● **Task set**:
A. Transcribe the part of the blog post about life with Italian between "3.  A ridiculously" and "very little English.", inclusive.
B. In the listing, take the lines from the one holding "For every instance of the breakwater" through the end of the listing, inclusive, and swap "breakwater" for "jetty", keeping everything else the same. Return only those lines.

● **Text excerpt**:

★ ★ ★ ★ ★ ★ ★

Tuesday, November 30, 2010

Flashcards: 21 Century Style


In a few minutes I'm leaving to catch the bus for the airport.   But before I go I thought I'd point out the intersection of modern technology and my best intentions for reviewing Italian while I'm away - without the books or the big dictionary.

 I have an Ipod Touch.  Most everybody else I know has one of those fancy Blackberry phones or an Ipad.  Yesterday I downloaded the 24/7 Tutor for free.  It's got quizzes and games and an audio component for words that are hard to pronounce.

Wednesday, November 24, 2010

The Game of Cheap

A few months after I fell in love with Michele I decided to quit my job.  My timing was based on two important factors:  My "fidanzato" was a night person and I could not show up for normal American business hours with a clear head.   But more importantly I'd met someone who could teach me how to be happy without spending a lot of money, an area in which Southern Italians have a great deal of expertise.

Last summer we toured the most famous spots around Cinque Terre on the Italian Riviera, an area that attracts tourists from all over the world.  We were staying at a friend's house in Camogli and could use the kitchen, but every day we'd take the train to yet another charming town by the sea:  Portofino, Santa Margherita Ligure, or Riomaggiore at the end of the Cinque Terre walking path.  That's when we adapted The Game of Cheap (which is the normal way we live) to find the best places to eat.


The Rules

1.  Great food.
2.  Charming location. 
3.  A ridiculously low price.  
4.  Table service.
5.  Preferably with a tablecloth.

After a little bit of practice, we got to be pretty good at spotting bargains at lunchtime. The secret was to get away from the sea and off the main streets.  Normally these places aren't the ones with outdoor seating on the piazza.  The common denominator of our best "finds" was a hand-lettered sign with very little English.

The fancy menu at the top was in Santa Margherita, known for its handmade lace and a harbor full of yachts.  This restaurant offered a meat choice for 13 Euro (about $18) or a fish choice for 17 Euro.  That included the primo (pasta course), secondo (meat or fish with vegetable side dish), water, wine, and coffee.  The food was fantastic.  We had to wait for a table and nobody spoke English.  Even though we were stuffed afterward, we couldn't resist dessert from an incredible bakery down the street with the most beautiful display window we'd ever seen..

★ ★ ★ ★ ★ ★ ★

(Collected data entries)
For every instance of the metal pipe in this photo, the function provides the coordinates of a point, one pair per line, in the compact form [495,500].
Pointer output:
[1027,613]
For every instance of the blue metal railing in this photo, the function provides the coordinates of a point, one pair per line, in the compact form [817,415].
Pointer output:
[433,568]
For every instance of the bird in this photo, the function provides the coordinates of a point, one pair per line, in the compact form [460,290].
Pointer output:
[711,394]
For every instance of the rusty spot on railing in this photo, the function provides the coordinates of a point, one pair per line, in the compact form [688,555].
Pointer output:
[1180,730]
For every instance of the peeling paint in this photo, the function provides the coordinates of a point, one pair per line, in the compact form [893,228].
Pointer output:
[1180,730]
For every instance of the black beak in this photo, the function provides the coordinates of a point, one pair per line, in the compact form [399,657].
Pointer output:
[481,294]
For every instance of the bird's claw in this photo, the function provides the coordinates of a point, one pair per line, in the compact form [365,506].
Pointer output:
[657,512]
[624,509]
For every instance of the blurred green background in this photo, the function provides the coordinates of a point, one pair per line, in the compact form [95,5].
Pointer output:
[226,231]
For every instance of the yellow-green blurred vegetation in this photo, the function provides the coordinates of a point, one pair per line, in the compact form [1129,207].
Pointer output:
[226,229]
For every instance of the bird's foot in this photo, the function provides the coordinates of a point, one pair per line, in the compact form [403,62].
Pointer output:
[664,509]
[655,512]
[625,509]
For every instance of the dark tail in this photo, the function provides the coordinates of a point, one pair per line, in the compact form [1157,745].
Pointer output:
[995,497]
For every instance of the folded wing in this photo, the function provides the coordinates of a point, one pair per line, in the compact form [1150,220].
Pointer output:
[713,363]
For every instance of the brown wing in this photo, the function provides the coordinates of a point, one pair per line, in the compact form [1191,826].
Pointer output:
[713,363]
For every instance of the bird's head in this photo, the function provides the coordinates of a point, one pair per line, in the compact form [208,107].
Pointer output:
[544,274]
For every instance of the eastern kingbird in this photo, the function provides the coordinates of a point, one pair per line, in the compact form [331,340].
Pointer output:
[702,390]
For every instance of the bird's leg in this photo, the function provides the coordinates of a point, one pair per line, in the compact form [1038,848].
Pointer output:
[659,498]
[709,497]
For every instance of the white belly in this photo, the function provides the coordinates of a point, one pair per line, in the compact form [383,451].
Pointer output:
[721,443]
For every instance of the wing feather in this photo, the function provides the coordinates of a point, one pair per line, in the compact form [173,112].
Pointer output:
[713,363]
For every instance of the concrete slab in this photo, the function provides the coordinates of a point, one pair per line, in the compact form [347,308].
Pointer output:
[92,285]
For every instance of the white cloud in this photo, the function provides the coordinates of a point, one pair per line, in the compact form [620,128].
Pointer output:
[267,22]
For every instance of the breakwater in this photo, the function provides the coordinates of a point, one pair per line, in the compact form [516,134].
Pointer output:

★ ★ ★ ★ ★ ★ ★

● **The answers**:
A.
3.  A ridiculously low price.  
4.  Table service.
5.  Preferably with a tablecloth.

After a little bit of practice, we got to be pretty good at spotting bargains at lunchtime. The secret was to get away from the sea and off the main streets.  Normally these places aren't the ones with outdoor seating on the piazza.  The common denominator of our best "finds" was a hand-lettered sign with very little English.

B.
For every instance of the jetty in this photo, the function provides the coordinates of a point, one pair per line, in the compact form [516,134].
Pointer output:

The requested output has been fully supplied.